▸ Document section:
((

The Real Issue: Diversity in Genetics Research

A recent article in Quartz with the headline “23andMe has a problem when it comes to ancestry reports for people of color” provides an opportunity for us to discuss the real issue largely missed by the author — the need for diversity 23andMe_Logo_blogin genetics research, and biomedical research in general. It’s also an opportunity to address mischaracterizations of our science within the article, and motivations ascribed to our research that are just plain wrong.  We’ve raised these issues with Quartz and feel strongly enough to share our thoughts more publicly to hopefully steer the discussion in an informative and worthwhile direction, since it is a conversation that should be had by the broader scientific community.

Genetics research has a diversity problem. This is widely recognized, but when you see the data it’s staggering. For example, a 2011 article cited data showing that only 4 percent (!) of all genome-wide association studies had been conducted using samples of non-European descent. There are very real repercussions when research is limited to just one group. The seriousness of this situation was demonstrated in a recent study showing that due to biased research, African Americans are more likely than whites to mistakenly be told that they carry a mutation putting them at risk for the heart condition known as hypertrophic cardiomyopathy, when in fact they do not. This type of mistake has serious emotional and medical implications.

The lack of diversity in genetics research is reflective of the general lack of diversity in all aspects of health research. There are lots of reasons — historical, cultural, political. For good overviews we suggest reading this piece from Newsweek and this article from Oh, et al. These authors eloquently and forcefully explain the situation.

What does this have to do with 23andMe?

Though we do conduct our own research and are increasingly able to provide reports based on our own published studies, for the most part 23andMe is dependent on peer-reviewed scientific research published by others to fuel the reports in our product. Lack of diversity in what is studied by the research community at large therefore impacts the results we are able to provide to customers.
Ancestry Comp Home
When it comes to our Ancestry Composition feature (which tells people the proportion of their DNA that comes from each of 31 populations), the results we provide to customers are derived by comparing their DNA to what are known as “reference datasets”. We use publicly available data from academic initiatives that have specifically sought to characterize large swaths of the human genetic diversity of our planet: the Human Genome Diversity Project (HGDP), HapMap3 and the 1000 Genomes Project. We augment this public data with information provided by a small percentage of our customers whose data meet our rigorous standards for being included in a reference dataset.

))

▸ Work request 1:
Retype the part of the text on diversity in genetics research that begins at the words "What does this" and ends after "provide to customers.", with no changes.
▸ Work request 2:
According to the text on diversity in genetics research, why does the lack of diversity in the wider research community affect the results 23andMe can give its customers? Answer in one to three sentences.
Use only the text on diversity in genetics research.

▸ Stored data:
((

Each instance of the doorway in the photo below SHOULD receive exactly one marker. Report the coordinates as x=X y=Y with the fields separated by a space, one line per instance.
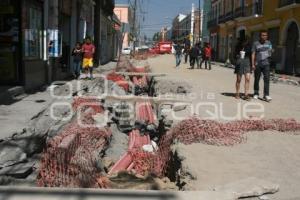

))

▸ Exercise result 1:
What does this have to do with 23andMe?

Though we do conduct our own research and are increasingly able to provide reports based on our own published studies, for the most part 23andMe is dependent on peer-reviewed scientific research published by others to fuel the reports in our product. Lack of diversity in what is studied by the research community at large therefore impacts the results we are able to provide to customers.

▸ Exercise result 2:
The reports in 23andMe's product mostly rely on peer-reviewed research published by others, even though the company also does some of its own research. Any lack of diversity in what the research community studies therefore limits the results 23andMe can provide.